---- Records to use
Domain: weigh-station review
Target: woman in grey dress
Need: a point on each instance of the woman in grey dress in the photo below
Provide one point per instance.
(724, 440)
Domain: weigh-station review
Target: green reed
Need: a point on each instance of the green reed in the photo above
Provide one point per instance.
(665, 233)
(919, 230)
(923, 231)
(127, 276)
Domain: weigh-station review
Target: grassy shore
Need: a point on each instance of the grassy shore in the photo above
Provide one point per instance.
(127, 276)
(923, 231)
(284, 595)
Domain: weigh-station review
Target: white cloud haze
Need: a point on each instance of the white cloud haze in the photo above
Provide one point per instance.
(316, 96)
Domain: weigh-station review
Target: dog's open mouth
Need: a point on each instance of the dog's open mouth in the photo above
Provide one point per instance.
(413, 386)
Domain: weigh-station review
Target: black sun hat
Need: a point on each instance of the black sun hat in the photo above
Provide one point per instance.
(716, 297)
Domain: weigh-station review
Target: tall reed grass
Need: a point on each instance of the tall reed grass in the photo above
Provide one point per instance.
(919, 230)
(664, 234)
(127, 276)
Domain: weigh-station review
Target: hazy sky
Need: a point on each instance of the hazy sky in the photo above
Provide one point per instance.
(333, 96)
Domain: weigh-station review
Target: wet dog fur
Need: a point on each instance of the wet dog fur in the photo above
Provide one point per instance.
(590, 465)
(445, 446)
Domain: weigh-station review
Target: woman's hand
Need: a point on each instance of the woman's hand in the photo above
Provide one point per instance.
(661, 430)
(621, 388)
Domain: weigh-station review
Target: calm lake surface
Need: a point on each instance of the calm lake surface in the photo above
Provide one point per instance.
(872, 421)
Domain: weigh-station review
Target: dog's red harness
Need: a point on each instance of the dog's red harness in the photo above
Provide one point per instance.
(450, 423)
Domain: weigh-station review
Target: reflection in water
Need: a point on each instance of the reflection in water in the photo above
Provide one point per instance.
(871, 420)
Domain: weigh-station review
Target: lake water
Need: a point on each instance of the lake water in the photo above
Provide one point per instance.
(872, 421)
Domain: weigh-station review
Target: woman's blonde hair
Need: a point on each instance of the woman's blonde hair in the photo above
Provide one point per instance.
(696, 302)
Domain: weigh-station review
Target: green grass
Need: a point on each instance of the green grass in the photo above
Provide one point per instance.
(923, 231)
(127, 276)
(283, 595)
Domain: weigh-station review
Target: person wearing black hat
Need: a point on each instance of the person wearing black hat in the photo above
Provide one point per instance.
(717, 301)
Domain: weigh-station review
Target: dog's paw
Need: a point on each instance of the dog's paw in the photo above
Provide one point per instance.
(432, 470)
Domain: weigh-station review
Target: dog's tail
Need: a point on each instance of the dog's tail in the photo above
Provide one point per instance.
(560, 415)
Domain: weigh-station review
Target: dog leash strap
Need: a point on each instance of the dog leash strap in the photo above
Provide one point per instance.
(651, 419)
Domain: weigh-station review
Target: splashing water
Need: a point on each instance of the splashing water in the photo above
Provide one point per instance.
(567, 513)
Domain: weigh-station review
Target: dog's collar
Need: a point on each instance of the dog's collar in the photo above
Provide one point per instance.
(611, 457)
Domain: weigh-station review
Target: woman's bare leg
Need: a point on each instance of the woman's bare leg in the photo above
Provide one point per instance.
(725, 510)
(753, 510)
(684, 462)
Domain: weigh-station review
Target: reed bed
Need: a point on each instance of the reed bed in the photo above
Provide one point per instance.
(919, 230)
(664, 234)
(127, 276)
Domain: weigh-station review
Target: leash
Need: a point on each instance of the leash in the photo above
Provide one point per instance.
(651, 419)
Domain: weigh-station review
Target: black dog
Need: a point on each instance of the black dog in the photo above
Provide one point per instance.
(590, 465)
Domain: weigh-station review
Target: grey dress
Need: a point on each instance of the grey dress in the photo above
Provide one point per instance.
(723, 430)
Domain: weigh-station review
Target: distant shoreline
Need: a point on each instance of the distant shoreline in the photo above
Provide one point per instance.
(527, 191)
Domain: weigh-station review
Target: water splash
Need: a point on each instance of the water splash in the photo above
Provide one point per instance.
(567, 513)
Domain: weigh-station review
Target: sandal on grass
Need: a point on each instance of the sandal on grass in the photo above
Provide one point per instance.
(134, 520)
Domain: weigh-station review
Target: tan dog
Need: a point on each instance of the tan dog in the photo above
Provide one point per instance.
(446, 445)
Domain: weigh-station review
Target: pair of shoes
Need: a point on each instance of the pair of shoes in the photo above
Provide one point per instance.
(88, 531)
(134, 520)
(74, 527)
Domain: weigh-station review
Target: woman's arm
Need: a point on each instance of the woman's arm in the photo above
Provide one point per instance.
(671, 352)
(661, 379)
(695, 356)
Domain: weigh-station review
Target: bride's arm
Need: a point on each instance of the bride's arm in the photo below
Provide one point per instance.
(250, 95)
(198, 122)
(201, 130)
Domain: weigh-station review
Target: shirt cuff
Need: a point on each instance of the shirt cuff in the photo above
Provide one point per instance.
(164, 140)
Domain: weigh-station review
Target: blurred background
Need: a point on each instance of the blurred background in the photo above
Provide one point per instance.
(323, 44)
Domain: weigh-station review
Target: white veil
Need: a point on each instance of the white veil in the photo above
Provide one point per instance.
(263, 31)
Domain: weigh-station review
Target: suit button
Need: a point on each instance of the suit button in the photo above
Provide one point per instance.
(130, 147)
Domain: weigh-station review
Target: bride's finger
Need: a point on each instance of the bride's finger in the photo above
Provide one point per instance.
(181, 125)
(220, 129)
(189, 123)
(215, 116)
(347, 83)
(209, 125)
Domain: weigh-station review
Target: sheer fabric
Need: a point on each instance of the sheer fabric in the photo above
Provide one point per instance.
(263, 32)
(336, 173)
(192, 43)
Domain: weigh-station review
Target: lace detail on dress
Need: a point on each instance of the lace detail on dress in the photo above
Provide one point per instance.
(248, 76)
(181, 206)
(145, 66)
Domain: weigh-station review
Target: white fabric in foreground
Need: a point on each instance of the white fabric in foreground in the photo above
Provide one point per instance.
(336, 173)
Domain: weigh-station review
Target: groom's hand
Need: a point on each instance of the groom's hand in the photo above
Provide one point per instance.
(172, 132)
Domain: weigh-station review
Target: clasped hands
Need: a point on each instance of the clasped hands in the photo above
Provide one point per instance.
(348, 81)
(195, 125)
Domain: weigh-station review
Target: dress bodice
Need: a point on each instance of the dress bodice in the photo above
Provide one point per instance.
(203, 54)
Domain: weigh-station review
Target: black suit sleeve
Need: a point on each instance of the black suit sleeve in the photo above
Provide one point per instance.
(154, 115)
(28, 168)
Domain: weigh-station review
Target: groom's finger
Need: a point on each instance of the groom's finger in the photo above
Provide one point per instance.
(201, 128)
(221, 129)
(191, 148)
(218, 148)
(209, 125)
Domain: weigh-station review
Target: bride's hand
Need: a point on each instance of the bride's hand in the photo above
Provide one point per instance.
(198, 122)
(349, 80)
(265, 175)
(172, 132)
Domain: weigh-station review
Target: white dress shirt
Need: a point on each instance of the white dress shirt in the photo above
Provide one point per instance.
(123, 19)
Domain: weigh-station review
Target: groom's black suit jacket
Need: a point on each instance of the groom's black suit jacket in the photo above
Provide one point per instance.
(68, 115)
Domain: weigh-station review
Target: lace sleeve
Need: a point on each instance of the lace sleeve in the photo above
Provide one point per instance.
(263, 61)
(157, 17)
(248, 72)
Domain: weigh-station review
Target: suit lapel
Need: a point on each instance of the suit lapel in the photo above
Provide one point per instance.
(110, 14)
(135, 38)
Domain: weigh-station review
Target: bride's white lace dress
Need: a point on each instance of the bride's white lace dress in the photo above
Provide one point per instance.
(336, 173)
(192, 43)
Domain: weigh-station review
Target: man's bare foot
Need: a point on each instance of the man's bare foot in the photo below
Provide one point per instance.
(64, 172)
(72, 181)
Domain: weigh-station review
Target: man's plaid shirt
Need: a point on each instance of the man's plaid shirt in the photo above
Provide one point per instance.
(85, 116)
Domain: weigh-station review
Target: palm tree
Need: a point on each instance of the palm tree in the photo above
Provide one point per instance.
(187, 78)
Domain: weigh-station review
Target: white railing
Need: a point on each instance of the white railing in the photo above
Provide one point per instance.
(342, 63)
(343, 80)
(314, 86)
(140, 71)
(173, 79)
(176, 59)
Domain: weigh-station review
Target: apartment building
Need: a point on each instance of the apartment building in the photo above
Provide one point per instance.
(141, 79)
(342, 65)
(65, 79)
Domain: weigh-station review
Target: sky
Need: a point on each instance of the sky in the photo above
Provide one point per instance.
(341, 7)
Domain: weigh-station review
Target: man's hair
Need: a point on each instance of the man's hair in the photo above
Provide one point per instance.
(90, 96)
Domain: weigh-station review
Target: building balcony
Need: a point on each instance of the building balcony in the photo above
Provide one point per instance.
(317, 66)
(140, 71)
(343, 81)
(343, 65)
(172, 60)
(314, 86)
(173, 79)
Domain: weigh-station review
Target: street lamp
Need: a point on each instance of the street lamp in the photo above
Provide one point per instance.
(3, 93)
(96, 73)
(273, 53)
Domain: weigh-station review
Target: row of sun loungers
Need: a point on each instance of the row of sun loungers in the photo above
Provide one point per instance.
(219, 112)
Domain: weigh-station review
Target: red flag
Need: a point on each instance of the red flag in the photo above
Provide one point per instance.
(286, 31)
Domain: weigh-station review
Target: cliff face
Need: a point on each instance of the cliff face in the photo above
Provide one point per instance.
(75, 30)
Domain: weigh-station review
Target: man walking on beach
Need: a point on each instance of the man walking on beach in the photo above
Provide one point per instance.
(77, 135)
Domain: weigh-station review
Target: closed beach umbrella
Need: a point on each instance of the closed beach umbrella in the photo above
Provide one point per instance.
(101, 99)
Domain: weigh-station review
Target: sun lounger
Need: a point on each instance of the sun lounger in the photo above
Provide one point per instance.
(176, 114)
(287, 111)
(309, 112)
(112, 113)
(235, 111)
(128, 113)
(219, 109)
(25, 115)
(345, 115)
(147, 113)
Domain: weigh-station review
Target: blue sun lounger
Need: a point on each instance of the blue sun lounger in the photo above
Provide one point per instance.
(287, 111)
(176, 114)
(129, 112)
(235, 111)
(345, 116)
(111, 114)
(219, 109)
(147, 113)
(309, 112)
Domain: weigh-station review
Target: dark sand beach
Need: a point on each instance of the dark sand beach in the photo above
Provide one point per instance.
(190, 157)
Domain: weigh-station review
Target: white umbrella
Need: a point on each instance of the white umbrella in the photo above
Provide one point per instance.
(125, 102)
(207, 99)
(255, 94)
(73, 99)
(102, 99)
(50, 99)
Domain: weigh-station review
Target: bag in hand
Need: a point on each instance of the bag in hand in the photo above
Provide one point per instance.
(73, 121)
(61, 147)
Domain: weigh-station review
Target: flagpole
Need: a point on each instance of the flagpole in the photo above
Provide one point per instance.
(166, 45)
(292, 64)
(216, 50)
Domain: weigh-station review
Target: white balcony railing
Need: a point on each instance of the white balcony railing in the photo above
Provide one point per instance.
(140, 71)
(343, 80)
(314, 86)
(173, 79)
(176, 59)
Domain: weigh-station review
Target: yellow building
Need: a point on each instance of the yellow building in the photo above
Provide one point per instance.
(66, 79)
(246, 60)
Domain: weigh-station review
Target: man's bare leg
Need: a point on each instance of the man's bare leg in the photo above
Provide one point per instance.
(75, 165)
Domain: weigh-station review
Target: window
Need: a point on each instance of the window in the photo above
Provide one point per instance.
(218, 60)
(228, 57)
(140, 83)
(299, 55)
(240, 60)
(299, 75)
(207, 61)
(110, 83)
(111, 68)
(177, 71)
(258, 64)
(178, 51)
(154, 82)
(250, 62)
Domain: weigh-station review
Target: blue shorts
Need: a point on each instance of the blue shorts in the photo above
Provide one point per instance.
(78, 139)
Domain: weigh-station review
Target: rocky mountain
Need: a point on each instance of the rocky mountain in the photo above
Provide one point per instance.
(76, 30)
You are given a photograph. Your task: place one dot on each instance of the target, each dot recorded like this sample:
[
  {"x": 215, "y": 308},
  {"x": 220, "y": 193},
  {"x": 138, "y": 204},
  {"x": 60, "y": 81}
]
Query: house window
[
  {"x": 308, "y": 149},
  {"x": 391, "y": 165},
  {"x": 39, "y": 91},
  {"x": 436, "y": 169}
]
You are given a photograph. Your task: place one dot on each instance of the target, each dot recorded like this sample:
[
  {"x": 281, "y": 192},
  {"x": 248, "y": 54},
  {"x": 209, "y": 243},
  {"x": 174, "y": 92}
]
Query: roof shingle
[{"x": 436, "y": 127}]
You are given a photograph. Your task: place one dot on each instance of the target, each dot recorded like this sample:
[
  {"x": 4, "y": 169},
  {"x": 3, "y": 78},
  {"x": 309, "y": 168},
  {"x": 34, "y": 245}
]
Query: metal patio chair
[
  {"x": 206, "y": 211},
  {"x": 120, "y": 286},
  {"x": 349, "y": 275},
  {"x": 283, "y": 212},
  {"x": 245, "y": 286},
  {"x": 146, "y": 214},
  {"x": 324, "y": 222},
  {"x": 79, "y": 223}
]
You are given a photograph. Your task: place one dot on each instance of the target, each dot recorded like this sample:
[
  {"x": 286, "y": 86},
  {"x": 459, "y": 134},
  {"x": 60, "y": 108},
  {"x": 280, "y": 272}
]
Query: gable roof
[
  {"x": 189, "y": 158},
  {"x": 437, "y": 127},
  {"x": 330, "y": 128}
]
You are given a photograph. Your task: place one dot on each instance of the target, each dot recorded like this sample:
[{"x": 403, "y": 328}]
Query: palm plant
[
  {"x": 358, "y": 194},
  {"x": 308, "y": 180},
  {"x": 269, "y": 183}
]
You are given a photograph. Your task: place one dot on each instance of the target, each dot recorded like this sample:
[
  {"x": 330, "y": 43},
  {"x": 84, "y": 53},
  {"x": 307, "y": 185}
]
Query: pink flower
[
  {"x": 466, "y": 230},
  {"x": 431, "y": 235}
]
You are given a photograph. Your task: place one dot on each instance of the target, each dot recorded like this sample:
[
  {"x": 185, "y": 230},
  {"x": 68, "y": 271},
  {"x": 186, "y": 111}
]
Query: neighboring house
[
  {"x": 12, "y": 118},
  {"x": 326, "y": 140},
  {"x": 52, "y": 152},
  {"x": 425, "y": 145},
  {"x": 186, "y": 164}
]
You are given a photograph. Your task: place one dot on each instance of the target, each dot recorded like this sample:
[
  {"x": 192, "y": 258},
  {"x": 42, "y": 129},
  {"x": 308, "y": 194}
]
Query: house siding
--------
**Task details**
How many lines of the items above contain the string "suit"? Give only the number.

**Task result**
8